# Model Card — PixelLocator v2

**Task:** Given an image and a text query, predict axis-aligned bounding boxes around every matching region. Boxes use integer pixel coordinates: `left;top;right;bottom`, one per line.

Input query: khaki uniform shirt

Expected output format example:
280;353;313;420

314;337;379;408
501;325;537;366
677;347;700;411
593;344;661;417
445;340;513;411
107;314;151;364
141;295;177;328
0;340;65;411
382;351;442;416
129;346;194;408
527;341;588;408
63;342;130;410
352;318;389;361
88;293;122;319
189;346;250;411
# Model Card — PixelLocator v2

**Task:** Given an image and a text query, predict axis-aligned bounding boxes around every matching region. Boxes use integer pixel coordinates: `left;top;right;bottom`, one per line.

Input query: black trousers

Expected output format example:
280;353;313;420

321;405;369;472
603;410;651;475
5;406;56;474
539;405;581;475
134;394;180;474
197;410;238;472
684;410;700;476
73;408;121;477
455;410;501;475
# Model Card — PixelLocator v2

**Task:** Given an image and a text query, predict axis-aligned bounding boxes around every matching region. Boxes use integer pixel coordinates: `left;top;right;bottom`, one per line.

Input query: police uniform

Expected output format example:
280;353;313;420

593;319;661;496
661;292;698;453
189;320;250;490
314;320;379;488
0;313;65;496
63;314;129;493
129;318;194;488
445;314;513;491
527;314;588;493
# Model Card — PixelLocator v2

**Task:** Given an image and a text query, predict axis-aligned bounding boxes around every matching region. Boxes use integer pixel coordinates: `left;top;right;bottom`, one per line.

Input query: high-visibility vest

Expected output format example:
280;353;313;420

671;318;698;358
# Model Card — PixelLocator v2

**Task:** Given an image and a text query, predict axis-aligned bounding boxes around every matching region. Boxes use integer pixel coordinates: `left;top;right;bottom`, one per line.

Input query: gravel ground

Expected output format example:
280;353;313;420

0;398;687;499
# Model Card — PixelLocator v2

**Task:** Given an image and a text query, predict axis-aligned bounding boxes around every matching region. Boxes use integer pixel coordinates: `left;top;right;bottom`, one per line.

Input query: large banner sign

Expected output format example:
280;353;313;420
***
__Exercise details__: Rewrite everything from the start of the items down to the line containing "189;346;250;411", both ends included, and nothing beyond it. Scale every bounding-box coordinate in the answers by 1.3 and round to whole numbers with halves going up, but leave the request text and its format sample unchanged.

__Solution below__:
# Model Card — PixelLocator v2

**Task:** Given an image and a text query, predict axis-aligned bounding boxes around every matching region. Boxes use integer pixel coordinates: `left;top;right;bottom`, one per line.

Input query: khaki uniform shirt

Expected output format example:
280;353;313;420

408;438;493;530
651;423;698;476
880;451;910;534
771;447;859;542
579;442;667;534
139;408;196;473
183;384;230;426
0;442;85;534
497;456;575;541
168;450;252;530
685;443;764;530
82;445;169;533
458;413;506;469
114;381;159;415
246;450;325;534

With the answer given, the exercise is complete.